● Required work:
Locate every line in the material below that contains the string "front", matching case exactly, and copy each of those lines.
-- BEGIN Records for this task --
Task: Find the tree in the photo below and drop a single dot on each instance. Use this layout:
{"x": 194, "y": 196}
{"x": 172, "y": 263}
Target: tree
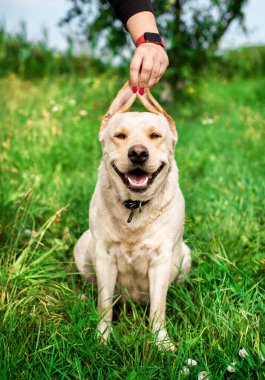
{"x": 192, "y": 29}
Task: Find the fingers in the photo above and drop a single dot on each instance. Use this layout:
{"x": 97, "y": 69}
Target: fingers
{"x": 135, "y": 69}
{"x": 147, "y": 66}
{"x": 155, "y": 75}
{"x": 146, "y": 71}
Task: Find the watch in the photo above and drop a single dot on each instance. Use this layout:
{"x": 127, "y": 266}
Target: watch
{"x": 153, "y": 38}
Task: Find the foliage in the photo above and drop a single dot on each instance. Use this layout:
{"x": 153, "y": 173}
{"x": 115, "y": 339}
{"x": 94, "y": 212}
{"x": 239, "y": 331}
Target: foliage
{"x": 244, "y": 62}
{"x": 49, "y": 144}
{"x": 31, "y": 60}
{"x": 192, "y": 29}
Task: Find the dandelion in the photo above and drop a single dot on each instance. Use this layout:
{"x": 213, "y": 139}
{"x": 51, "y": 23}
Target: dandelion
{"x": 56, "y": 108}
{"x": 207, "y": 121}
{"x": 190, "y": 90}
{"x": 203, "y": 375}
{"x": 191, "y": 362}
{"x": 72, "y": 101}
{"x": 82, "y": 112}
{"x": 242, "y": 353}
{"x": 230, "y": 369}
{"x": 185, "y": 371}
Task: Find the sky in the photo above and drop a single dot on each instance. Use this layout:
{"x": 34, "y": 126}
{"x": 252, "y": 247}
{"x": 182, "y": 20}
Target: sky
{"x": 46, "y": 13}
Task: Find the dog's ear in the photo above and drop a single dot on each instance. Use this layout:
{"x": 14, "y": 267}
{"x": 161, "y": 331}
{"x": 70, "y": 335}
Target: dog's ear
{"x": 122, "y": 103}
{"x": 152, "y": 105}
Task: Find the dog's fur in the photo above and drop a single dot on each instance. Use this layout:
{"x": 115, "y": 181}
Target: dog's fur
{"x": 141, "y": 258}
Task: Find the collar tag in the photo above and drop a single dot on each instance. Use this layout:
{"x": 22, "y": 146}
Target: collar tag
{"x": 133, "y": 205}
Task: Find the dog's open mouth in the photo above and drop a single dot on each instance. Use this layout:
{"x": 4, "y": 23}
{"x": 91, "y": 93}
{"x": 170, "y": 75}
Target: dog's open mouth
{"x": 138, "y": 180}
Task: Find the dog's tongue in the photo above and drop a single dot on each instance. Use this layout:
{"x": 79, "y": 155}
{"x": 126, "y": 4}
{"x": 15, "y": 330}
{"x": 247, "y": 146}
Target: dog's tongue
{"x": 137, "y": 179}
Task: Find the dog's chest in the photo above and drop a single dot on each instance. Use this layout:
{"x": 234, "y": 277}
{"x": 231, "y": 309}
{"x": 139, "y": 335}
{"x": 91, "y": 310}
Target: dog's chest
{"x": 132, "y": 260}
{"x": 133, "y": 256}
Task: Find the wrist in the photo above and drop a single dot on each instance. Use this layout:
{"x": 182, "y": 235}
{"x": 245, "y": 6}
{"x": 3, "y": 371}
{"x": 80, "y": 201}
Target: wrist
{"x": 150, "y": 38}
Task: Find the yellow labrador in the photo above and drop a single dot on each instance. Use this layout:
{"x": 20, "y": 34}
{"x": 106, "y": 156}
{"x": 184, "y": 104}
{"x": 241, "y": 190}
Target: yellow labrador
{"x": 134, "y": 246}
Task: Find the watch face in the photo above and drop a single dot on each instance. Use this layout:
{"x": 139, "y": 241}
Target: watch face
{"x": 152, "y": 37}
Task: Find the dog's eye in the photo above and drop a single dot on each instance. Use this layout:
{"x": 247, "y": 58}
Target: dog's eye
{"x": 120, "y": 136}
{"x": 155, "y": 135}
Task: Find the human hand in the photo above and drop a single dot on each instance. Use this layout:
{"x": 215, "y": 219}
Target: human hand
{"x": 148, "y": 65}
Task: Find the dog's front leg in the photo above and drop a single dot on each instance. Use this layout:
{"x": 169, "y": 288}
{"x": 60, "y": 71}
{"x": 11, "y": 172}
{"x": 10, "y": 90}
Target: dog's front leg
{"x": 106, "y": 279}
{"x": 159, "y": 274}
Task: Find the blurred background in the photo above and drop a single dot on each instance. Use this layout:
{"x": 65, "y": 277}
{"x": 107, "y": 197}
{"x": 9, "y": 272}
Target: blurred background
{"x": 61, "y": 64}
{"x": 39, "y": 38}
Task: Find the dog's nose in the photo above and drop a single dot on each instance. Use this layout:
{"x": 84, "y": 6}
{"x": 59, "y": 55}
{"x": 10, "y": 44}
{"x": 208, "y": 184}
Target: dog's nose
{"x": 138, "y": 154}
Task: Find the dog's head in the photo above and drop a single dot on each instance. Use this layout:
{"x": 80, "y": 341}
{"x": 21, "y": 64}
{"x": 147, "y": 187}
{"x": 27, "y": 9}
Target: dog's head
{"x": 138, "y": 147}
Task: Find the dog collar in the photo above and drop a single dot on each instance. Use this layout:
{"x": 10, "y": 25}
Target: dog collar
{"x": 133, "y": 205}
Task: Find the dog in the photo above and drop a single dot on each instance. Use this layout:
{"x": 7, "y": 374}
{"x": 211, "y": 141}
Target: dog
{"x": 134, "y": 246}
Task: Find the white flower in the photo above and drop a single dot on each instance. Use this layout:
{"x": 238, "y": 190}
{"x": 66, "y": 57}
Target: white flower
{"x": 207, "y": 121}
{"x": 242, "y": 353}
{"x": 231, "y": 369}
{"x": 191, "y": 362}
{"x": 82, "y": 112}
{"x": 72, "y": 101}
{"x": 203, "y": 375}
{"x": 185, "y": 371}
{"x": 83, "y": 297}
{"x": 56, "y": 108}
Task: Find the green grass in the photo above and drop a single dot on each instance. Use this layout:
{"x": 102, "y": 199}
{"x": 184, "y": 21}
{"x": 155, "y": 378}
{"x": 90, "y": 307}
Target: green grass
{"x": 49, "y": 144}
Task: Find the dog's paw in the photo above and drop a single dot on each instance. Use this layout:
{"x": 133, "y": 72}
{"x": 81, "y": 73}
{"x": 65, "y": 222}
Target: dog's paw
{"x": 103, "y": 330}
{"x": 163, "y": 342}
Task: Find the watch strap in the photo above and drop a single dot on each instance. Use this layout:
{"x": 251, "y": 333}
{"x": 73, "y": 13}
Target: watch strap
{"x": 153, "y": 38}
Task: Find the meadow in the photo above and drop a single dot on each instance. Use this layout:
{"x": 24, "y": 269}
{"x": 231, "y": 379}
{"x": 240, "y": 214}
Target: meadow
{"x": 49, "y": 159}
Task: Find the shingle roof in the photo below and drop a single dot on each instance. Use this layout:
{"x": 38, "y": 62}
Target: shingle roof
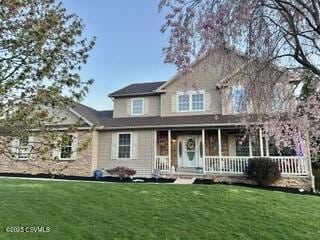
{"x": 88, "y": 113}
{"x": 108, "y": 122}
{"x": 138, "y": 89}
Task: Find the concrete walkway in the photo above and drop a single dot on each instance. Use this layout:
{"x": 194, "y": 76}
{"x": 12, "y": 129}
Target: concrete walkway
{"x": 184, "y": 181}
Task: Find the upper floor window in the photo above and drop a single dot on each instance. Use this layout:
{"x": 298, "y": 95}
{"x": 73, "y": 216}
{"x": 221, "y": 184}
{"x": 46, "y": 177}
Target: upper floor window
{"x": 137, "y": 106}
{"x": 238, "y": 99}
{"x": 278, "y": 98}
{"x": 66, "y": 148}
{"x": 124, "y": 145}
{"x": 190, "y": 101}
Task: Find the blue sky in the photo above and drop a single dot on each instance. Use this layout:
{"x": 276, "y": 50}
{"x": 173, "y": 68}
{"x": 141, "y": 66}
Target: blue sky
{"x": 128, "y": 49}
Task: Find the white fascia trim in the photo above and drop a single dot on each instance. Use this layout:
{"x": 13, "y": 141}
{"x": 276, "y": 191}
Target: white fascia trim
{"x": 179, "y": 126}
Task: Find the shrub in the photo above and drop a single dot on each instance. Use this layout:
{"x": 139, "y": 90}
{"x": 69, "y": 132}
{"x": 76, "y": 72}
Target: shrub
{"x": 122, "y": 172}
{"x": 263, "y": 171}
-- END Records for this task --
-- BEGIN Records for this task --
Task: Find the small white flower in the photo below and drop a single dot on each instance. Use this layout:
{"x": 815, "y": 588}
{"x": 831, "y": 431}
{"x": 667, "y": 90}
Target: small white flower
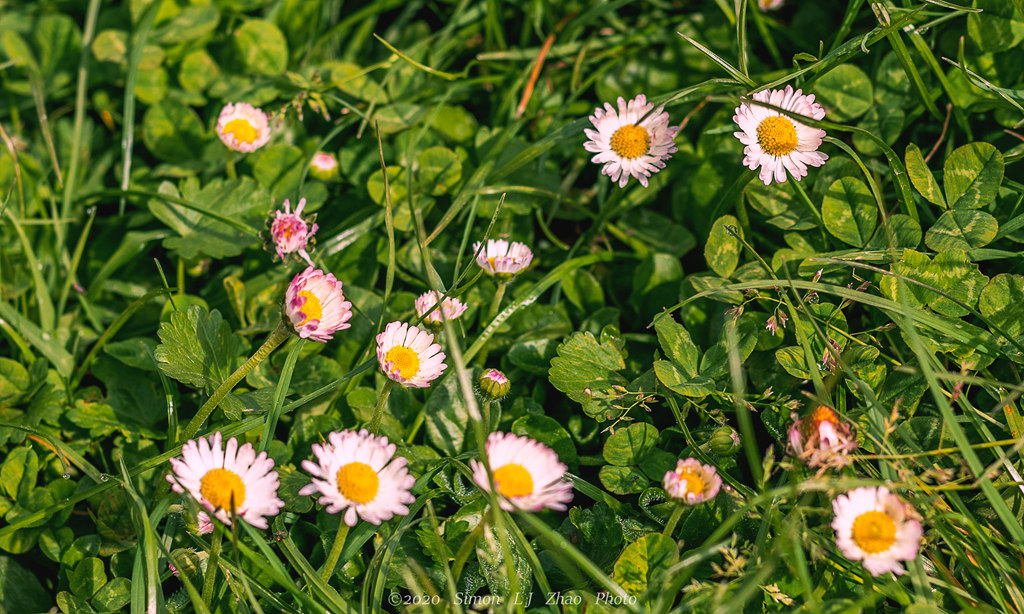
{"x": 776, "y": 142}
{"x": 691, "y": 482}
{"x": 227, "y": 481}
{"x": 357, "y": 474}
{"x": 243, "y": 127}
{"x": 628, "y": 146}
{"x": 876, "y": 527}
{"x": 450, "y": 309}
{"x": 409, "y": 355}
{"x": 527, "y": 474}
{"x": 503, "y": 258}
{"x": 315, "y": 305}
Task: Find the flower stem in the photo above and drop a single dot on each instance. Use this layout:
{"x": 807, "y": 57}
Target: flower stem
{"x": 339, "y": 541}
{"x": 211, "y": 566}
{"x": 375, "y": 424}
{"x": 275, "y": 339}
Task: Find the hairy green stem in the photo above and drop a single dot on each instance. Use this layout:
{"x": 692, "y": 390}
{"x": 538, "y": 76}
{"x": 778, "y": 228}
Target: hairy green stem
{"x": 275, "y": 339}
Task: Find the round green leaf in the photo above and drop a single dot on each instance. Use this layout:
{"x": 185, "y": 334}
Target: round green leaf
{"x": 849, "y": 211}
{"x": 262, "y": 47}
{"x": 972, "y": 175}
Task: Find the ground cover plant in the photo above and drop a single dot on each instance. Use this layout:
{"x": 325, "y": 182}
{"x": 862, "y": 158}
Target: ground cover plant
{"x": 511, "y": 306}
-- END Records for this task --
● The result:
Task: Find the dog's front leg in the photo above and drop a single dot on each instance. Use this layout:
Target: dog's front leg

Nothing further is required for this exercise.